Source text:
While there were no protesters outside the Divacakes show, Texas drag performances, particularly those where children are present, have increasingly become the targets of anti-LGBTQ rhetoric this year. Far-right groups have labeled drag performers as “groomers,” a homophobic and transphobic slur that insinuates LGBTQ people are pedophiles, and fanned baseless fears that they’re “sexualizing” children and “indoctrinating” them into queerdom.
This comes after Republican Texas lawmakers have spent years targeting LGBTQ people — particularly transgender Texans — with bills that seek to limit everything from which public restrooms they can use to whether they can access gender-affirming care. GOP lawmakers have already filed a bill ahead of next year’s legislative session that would ban children from attending drag shows and classify show venues as “sexually oriented businesses.”
“Like any form of art, drag can be modified to be appropriate for children,” said Brigitte Bandit, an Austin drag queen who has performed at family-friendly events. “We are smart enough to know what that is.”
Drag performers and LGBTQ advocates say the groups targeting shows are misrepresenting what happens at them. They say demonstrators are using children as an excuse to propagate hate and violence against queer people — something people calling for protests and claiming that drag shows are never appropriate for children deny. (See: “In Local Interview, Paul Renner Repeats Baseless Claims About Drag Queens and ‘Sexualization’ Of Children.”)
First: Books set at a table where Bandit read at a local literacy event in Austin in November. Last: Bandit clasps her hands at the literacy event. Credit: Montinique Monroe for The Texas Tribune
“It seems like any comment that opposes allowing children to be exposed to sexually explicit events with scantily-clad men dancing provactively is going to be deemed as ‘hateful’ by those who disagree,” wrote Kelly Neidert, the executive director of Protect Texas Kids, a nonprofit that organizes protests at all ages-drag shows, in an email to The Texas Tribune.
Misinformation experts say these protests are the first phase of a rising wave of right-wing extremism.
“This hate does not happen in a vacuum,” said Jay Brown, a senior vice president at the Human Rights Campaign who is transgender. “In Texas — an open carry state — we see multiple armed protests in opposition to LGBTQ+ bars, culture and events each week. These attacks in Texas aim to perpetuate lies about who LGBTQ+ people are and set a dangerous precedent of singling out members of the community that will only result in higher instances of violence.”
Far-right extremist groups and white nationalist hate organizations like the Proud Boys and Patriot Front have become more engaged in anti-LGBTQ demonstrations, according to the Armed Conflict Location & Event Data Project, which tracks political violence and protests.
“Demonstrations are over four times more likely to turn violent and/or destructive when far-right militias or militant social movements are involved,” ACLED wrote in a November report.

Brief A: Reproduce the stretch of the article on Texas drag shows from "First: Books set" through "The Texas Tribune.".
Brief B: In the article on Texas drag shows, which nonprofit does Kelly Neidert lead as executive director?
Brief C: Carry the article on Texas drag shows forward from the point where it stops.

Exercise data:

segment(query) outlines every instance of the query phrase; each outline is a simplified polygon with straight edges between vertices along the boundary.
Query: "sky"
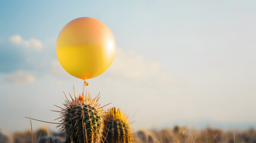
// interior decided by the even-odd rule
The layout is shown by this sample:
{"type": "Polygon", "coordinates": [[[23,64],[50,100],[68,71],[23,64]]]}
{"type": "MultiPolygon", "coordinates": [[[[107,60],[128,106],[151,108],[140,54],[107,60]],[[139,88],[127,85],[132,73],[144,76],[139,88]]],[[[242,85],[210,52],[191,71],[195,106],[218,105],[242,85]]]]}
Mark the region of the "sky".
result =
{"type": "MultiPolygon", "coordinates": [[[[24,117],[53,122],[63,92],[83,82],[60,66],[55,45],[71,20],[104,23],[115,60],[87,80],[101,105],[129,116],[135,130],[181,122],[256,125],[255,1],[0,2],[0,129],[30,129],[24,117]]],[[[32,121],[35,129],[55,126],[32,121]]]]}

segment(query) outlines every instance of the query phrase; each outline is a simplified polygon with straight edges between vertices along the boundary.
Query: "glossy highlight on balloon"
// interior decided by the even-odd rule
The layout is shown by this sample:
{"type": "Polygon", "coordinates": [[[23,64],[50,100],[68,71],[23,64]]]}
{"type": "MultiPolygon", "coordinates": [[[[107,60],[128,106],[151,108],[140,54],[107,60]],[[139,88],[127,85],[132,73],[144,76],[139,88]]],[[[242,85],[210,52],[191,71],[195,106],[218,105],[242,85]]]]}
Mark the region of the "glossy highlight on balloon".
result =
{"type": "Polygon", "coordinates": [[[67,23],[56,44],[60,64],[71,75],[84,80],[104,73],[115,58],[116,43],[109,28],[91,17],[81,17],[67,23]]]}

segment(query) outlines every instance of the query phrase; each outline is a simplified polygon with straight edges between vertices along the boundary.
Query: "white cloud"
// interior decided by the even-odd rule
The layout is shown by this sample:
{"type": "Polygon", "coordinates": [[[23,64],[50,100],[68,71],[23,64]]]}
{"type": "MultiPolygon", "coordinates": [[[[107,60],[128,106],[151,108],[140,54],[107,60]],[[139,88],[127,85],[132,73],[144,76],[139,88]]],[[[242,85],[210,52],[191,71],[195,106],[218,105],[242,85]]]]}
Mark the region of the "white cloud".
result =
{"type": "Polygon", "coordinates": [[[42,42],[35,38],[31,38],[28,41],[24,41],[19,35],[15,35],[10,38],[13,43],[23,45],[26,46],[32,46],[38,50],[41,50],[43,48],[42,42]]]}
{"type": "Polygon", "coordinates": [[[14,74],[7,74],[5,77],[7,81],[11,82],[15,84],[19,84],[23,82],[35,82],[35,77],[33,74],[26,73],[22,70],[17,70],[14,74]]]}
{"type": "Polygon", "coordinates": [[[39,41],[35,38],[31,38],[29,40],[29,42],[30,42],[30,44],[32,46],[36,48],[36,49],[37,49],[38,50],[41,50],[42,49],[42,43],[40,41],[39,41]]]}
{"type": "Polygon", "coordinates": [[[63,85],[63,82],[62,81],[57,81],[56,82],[56,85],[61,86],[63,85]]]}
{"type": "Polygon", "coordinates": [[[20,35],[13,35],[13,36],[11,36],[10,38],[10,40],[11,41],[11,42],[15,43],[20,43],[23,41],[21,36],[20,36],[20,35]]]}

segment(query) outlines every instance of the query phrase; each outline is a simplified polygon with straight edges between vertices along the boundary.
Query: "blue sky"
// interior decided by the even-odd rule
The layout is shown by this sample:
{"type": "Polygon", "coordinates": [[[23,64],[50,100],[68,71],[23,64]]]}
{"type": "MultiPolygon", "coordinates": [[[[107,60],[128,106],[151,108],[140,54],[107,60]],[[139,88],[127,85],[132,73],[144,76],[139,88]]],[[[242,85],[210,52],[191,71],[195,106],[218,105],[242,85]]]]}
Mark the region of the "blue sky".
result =
{"type": "MultiPolygon", "coordinates": [[[[92,96],[129,115],[135,129],[208,120],[254,125],[255,1],[1,1],[0,128],[29,129],[24,116],[53,121],[62,91],[82,81],[57,61],[57,38],[91,17],[116,39],[115,59],[88,80],[92,96]]],[[[41,125],[33,122],[36,128],[41,125]]]]}

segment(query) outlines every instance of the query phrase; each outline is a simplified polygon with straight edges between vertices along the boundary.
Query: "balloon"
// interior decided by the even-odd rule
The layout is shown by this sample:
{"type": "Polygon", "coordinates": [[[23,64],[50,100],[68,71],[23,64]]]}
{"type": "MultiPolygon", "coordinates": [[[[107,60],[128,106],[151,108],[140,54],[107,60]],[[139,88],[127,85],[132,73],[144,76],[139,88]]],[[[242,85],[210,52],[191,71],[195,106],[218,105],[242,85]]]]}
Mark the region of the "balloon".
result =
{"type": "Polygon", "coordinates": [[[56,44],[57,56],[64,69],[84,80],[104,73],[112,63],[115,50],[115,38],[109,28],[91,17],[81,17],[67,23],[56,44]]]}

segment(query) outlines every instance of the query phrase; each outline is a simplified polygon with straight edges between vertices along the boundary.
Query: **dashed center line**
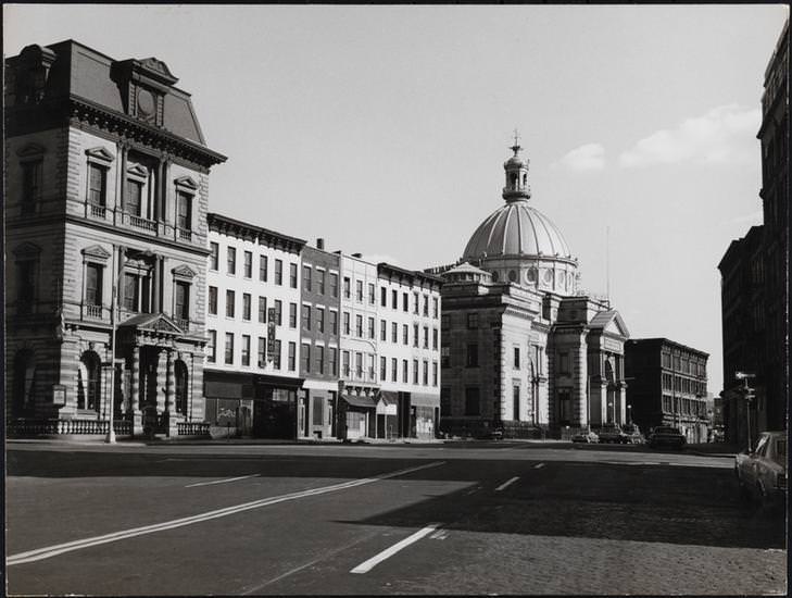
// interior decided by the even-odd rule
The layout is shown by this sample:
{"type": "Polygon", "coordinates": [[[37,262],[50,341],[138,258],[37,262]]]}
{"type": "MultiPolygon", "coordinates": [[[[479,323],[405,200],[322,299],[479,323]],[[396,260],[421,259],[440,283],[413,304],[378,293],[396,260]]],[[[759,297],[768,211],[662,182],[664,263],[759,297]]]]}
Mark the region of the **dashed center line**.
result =
{"type": "Polygon", "coordinates": [[[508,486],[511,486],[512,484],[514,484],[515,482],[517,482],[517,479],[519,479],[519,475],[516,475],[512,479],[508,479],[508,481],[504,482],[503,484],[501,484],[500,486],[498,486],[495,488],[495,491],[496,493],[500,493],[501,490],[507,488],[508,486]]]}
{"type": "Polygon", "coordinates": [[[395,543],[390,548],[386,548],[379,555],[375,555],[367,561],[363,561],[361,564],[359,564],[353,570],[351,570],[350,573],[368,573],[372,569],[377,566],[377,564],[381,563],[384,560],[389,559],[390,557],[392,557],[400,550],[406,548],[411,544],[418,541],[424,536],[431,534],[435,530],[440,527],[440,525],[442,525],[442,524],[430,523],[423,530],[418,530],[417,532],[415,532],[415,534],[413,534],[412,536],[407,536],[403,540],[395,543]]]}

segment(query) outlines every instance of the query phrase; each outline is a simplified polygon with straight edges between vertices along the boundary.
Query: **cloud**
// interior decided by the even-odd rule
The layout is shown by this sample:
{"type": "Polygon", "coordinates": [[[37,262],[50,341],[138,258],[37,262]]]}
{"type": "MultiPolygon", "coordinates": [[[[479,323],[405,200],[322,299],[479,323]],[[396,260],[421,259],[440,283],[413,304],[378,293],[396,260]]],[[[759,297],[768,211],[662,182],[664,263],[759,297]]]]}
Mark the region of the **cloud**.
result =
{"type": "Polygon", "coordinates": [[[605,148],[600,144],[586,144],[567,152],[558,163],[575,172],[601,171],[605,167],[605,148]]]}
{"type": "Polygon", "coordinates": [[[624,167],[651,164],[750,164],[756,160],[756,132],[762,122],[757,108],[720,105],[703,116],[688,119],[676,128],[644,137],[623,152],[624,167]]]}

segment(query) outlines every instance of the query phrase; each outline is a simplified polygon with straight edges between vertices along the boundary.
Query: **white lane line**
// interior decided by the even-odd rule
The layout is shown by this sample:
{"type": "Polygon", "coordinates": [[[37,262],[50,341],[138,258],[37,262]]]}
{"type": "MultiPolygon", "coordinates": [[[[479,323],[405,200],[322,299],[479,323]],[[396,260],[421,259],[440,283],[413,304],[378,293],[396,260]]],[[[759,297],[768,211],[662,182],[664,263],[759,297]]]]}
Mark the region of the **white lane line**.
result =
{"type": "Polygon", "coordinates": [[[198,484],[189,484],[185,488],[194,488],[196,486],[212,486],[213,484],[226,484],[236,482],[237,479],[248,479],[249,477],[259,477],[257,473],[251,475],[240,475],[239,477],[226,477],[225,479],[215,479],[214,482],[199,482],[198,484]]]}
{"type": "Polygon", "coordinates": [[[501,490],[507,488],[508,486],[511,486],[512,484],[514,484],[515,482],[517,482],[517,479],[519,479],[519,475],[517,475],[517,476],[513,477],[512,479],[510,479],[508,482],[504,482],[503,484],[501,484],[500,486],[498,486],[495,488],[495,491],[496,493],[500,493],[501,490]]]}
{"type": "Polygon", "coordinates": [[[407,536],[403,540],[395,543],[390,548],[386,548],[379,555],[375,555],[367,561],[363,561],[361,564],[359,564],[352,571],[350,571],[350,573],[368,573],[372,569],[377,566],[377,564],[381,563],[384,560],[389,559],[390,557],[392,557],[393,555],[395,555],[403,548],[406,548],[411,544],[418,541],[424,536],[431,534],[435,530],[440,527],[440,525],[442,525],[442,524],[441,523],[430,523],[423,530],[418,530],[412,536],[407,536]]]}
{"type": "Polygon", "coordinates": [[[13,564],[23,564],[34,561],[41,561],[43,559],[50,559],[64,552],[72,552],[74,550],[80,550],[83,548],[90,548],[92,546],[99,546],[101,544],[108,544],[111,541],[120,541],[127,538],[134,538],[135,536],[142,536],[146,534],[154,534],[156,532],[164,532],[166,530],[174,530],[184,525],[192,525],[196,523],[202,523],[212,519],[224,518],[241,513],[242,511],[249,511],[251,509],[259,509],[261,507],[268,507],[269,504],[277,504],[278,502],[286,502],[287,500],[297,500],[298,498],[305,498],[309,496],[318,496],[326,493],[334,493],[337,490],[345,490],[347,488],[354,488],[355,486],[363,486],[365,484],[372,484],[379,482],[380,479],[388,479],[390,477],[397,477],[399,475],[405,475],[416,471],[425,470],[428,468],[436,468],[442,465],[445,461],[435,461],[433,463],[427,463],[426,465],[418,465],[416,468],[407,468],[405,470],[399,470],[376,477],[363,477],[360,479],[353,479],[352,482],[343,482],[341,484],[332,484],[330,486],[323,486],[319,488],[312,488],[309,490],[301,490],[299,493],[290,493],[287,495],[276,496],[272,498],[263,498],[261,500],[254,500],[252,502],[244,502],[242,504],[235,504],[234,507],[226,507],[225,509],[217,509],[216,511],[208,511],[197,515],[176,519],[172,521],[165,521],[163,523],[155,523],[154,525],[144,525],[142,527],[134,527],[131,530],[123,530],[112,534],[105,534],[103,536],[95,536],[92,538],[85,538],[81,540],[67,541],[65,544],[58,544],[55,546],[48,546],[46,548],[38,548],[36,550],[28,550],[26,552],[20,552],[18,555],[12,555],[8,557],[5,561],[7,566],[13,564]]]}

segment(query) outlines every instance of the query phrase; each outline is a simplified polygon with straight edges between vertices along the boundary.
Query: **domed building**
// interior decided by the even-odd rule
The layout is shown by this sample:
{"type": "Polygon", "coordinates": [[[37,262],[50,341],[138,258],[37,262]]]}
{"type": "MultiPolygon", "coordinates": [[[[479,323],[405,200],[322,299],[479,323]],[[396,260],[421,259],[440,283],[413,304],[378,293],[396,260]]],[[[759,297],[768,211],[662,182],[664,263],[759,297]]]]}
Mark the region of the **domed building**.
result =
{"type": "Polygon", "coordinates": [[[578,259],[529,203],[529,161],[512,146],[501,205],[462,258],[429,269],[444,279],[440,429],[506,437],[625,424],[624,345],[607,300],[578,288],[578,259]]]}

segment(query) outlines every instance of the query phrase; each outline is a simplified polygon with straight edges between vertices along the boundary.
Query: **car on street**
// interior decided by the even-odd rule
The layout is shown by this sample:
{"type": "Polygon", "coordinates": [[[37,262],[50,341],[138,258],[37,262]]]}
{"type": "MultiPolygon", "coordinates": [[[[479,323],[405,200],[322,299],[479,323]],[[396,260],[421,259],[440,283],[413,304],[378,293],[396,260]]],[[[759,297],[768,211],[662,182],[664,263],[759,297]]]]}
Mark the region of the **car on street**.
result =
{"type": "Polygon", "coordinates": [[[734,473],[744,498],[763,507],[783,506],[787,497],[787,433],[763,432],[753,452],[734,457],[734,473]]]}
{"type": "Polygon", "coordinates": [[[601,427],[596,434],[600,436],[600,443],[627,444],[627,434],[615,424],[601,427]]]}
{"type": "Polygon", "coordinates": [[[573,436],[573,443],[586,443],[587,445],[593,445],[600,441],[600,437],[592,429],[580,431],[573,436]]]}
{"type": "Polygon", "coordinates": [[[674,426],[657,426],[649,435],[651,448],[671,447],[681,450],[687,441],[684,434],[674,426]]]}

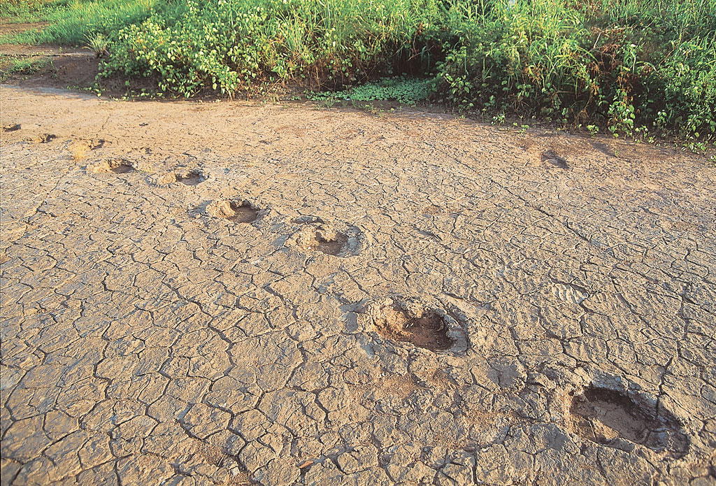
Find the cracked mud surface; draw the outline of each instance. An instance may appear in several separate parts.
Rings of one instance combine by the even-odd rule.
[[[3,485],[716,483],[698,158],[435,115],[2,95]],[[156,183],[187,167],[206,180]],[[309,249],[321,225],[343,253]],[[453,346],[384,339],[395,296]]]

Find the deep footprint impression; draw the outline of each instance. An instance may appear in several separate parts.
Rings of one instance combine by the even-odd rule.
[[[206,180],[201,172],[198,170],[188,170],[175,175],[176,182],[186,185],[197,185]]]
[[[248,201],[220,200],[206,207],[210,216],[222,218],[236,223],[253,223],[258,218],[259,210]]]
[[[113,159],[111,160],[102,160],[87,166],[87,172],[92,174],[126,174],[132,172],[134,166],[127,160],[123,159]]]
[[[392,341],[411,343],[432,351],[445,351],[456,344],[450,335],[448,316],[414,303],[373,304],[365,314],[372,319],[375,331]]]
[[[315,216],[298,218],[292,223],[302,227],[289,238],[289,246],[339,257],[357,255],[361,249],[362,233],[354,226],[342,225],[339,230]]]
[[[689,449],[689,439],[676,417],[665,411],[657,416],[619,392],[591,387],[573,399],[571,412],[577,432],[597,444],[621,449],[624,439],[676,457]]]

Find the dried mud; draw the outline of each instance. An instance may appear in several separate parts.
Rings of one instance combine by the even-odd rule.
[[[716,481],[703,157],[2,96],[4,486]]]

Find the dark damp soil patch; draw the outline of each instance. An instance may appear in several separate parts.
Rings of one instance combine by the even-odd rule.
[[[125,165],[125,164],[120,164],[117,167],[113,167],[110,169],[110,172],[114,172],[115,174],[126,174],[134,170],[134,168],[131,165]]]
[[[186,185],[197,185],[206,180],[206,178],[198,170],[190,170],[177,174],[176,180]]]
[[[398,305],[384,309],[375,322],[378,334],[393,341],[411,343],[430,351],[445,351],[455,341],[448,335],[448,325],[438,314],[426,311],[410,316]]]
[[[642,405],[620,392],[590,387],[572,399],[576,432],[593,442],[621,449],[621,441],[675,457],[689,449],[689,438],[671,413]]]
[[[347,243],[348,237],[342,233],[337,233],[332,236],[324,237],[319,232],[316,235],[316,245],[313,248],[326,255],[336,256],[343,251]]]
[[[542,152],[542,162],[548,164],[548,167],[556,167],[558,169],[569,169],[569,162],[563,157],[561,157],[554,150],[546,150]]]
[[[209,215],[235,223],[253,223],[258,218],[259,209],[248,201],[217,200],[206,207]]]
[[[102,160],[87,167],[87,172],[92,174],[126,174],[134,170],[130,162],[122,159]]]

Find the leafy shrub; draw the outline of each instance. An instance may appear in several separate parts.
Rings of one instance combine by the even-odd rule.
[[[489,116],[537,115],[615,135],[716,135],[716,0],[2,5],[17,19],[51,21],[6,41],[77,45],[99,34],[108,43],[102,74],[150,77],[163,91],[186,97],[290,82],[336,97],[352,87],[354,99],[410,94],[407,102],[415,102],[405,79],[403,87],[379,82],[362,94],[356,87],[405,74],[424,87],[432,79],[435,98]]]

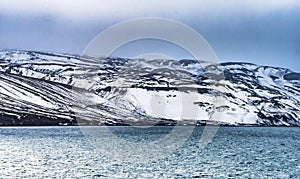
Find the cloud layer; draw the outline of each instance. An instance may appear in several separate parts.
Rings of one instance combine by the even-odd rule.
[[[77,20],[133,18],[140,16],[201,16],[222,12],[243,11],[266,13],[272,10],[299,7],[298,0],[9,0],[0,1],[0,13],[11,15],[51,15]]]

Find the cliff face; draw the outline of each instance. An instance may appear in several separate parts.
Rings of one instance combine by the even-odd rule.
[[[249,63],[0,51],[1,125],[158,121],[300,126],[300,74]]]

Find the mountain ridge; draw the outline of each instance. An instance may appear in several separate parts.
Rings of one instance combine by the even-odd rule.
[[[0,50],[0,125],[300,126],[299,76],[247,62]]]

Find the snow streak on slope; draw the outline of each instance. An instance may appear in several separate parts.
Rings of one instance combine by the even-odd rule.
[[[300,126],[299,103],[284,68],[0,51],[2,125]]]

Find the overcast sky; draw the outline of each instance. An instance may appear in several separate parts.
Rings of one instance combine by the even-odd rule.
[[[103,30],[141,17],[170,18],[190,26],[207,40],[221,62],[300,71],[299,0],[0,1],[0,48],[81,54]],[[182,50],[157,41],[134,42],[115,55],[142,53],[189,58]]]

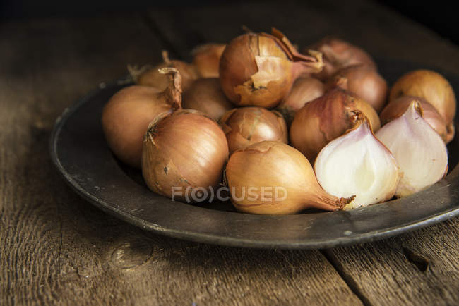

Response area A:
First: Books set at a table where Bandit read at a local literacy event in Austin in November. Last: Bandit clasps her hands at the literacy event. Credit: Montinique Monroe for The Texas Tribune
“It seems like any comment that opposes allowing children to be exposed to sexually explicit events with scantily-clad men dancing provactively is going to be deemed as ‘hateful’ by those who disagree,” wrote Kelly Neidert, the executive director of Protect Texas Kids, a nonprofit that organizes protests at all ages-drag shows, in an email to The Texas Tribune.

Response area B: Protect Texas Kids.

Response area C:
This coordinated online targeting and political rhetoric has left performers and venues across Texas to choose between canceling shows for their own safety or performing anyway.
“I think some of these people that are mad about kids being at drag shows think that we’re trying to get children at the drag shows at the gay bars at 11 p.m. at night,” Bandit said. “That’s not what anybody’s fighting for.”
From Shakespeare to modern expression
The roots of drag can be traced back to Ancient Greece, Shakespearean times and traditional Japanese kabuki shows, Frank DeCaro told NPR in 2019. DeCaro is the author of “Drag: Combing Through the Big Wigs of Show Business,” a book of essays about the history of drag.
In modern times, drag queens became staples of underground gay bars, which were often raided by the police, who arrested people for dancing with members of the same sex. In 1969, when police raided the Stonewall Inn in New York City, drag queens like Marsha P. Johnson and Sylvia Rivera fought back in an uprising that launched the gay rights movement.
In the 1980s, as the AIDS epidemic wreaked havoc on a generation of LGBTQ Americans and federal officials bungled the public health response to what they deemed a “gay disease,” drag shows became an integral part of the LGBTQ community.
When people were diagnosed with AIDS, “they lasted hours to days,” said Judy Reeves, chair of Texas’ Gulf Coast Archive and Museum of Gay, Lesbian, Bisexual and Transgender History. “That’s when a lot of people that were still [HIV] negative, obviously, stepped up and started doing drag shows for money. We did many of them for money to bury a friend or, you know, anything we could do.”
Today, drag performers say their work is valuable as both a means of queer expression and joy and a form of constitutionally protected speech about societal gender norms.
“I think the importance of drag is expressing yourself through aspects of gender and art and also kind of the kickback toward societal norms of what gender norms are,” said Nayda Montana, a Dallas-based drag queen. “It’s a political statement against what gender is supposed to be and also a celebration of your gender and the artistic ways you can create.”
Drag queens who spoke with the Tribune acknowledged that there are plenty of drag performances that are not appropriate for children. Particular performers and regular late-night shows at venues across Texas are known for raunchy banter and references to sex, which is the allure for adults who attend these drag shows at nightclubs and bars that already don’t allow children inside. But performers say that’s not what happens at daytime, kid-friendly shows.
She said drag appearances and shows where kids are present aren’t about sex at all. They’re often about exploring the fluidity of gender expression.
“Just like you have movies that can be G-rated and R-rated, you have drag shows that can be appropriate for kids, and you can have drag shows that are not appropriate for kids,” Bandit said.
Days after the shooting in Colorado, Matt Walsh of The Daily Wire, a right-wing digital media outlet, described drag as “inherently sexual and ideological” and suggested drag artists — and all queer people — stop expressing themselves to avoid attracting future violence. While these ideas are effective at winning many to the side of extremism, drag performers and misinformation experts agree that these arguments aren’t based in reality.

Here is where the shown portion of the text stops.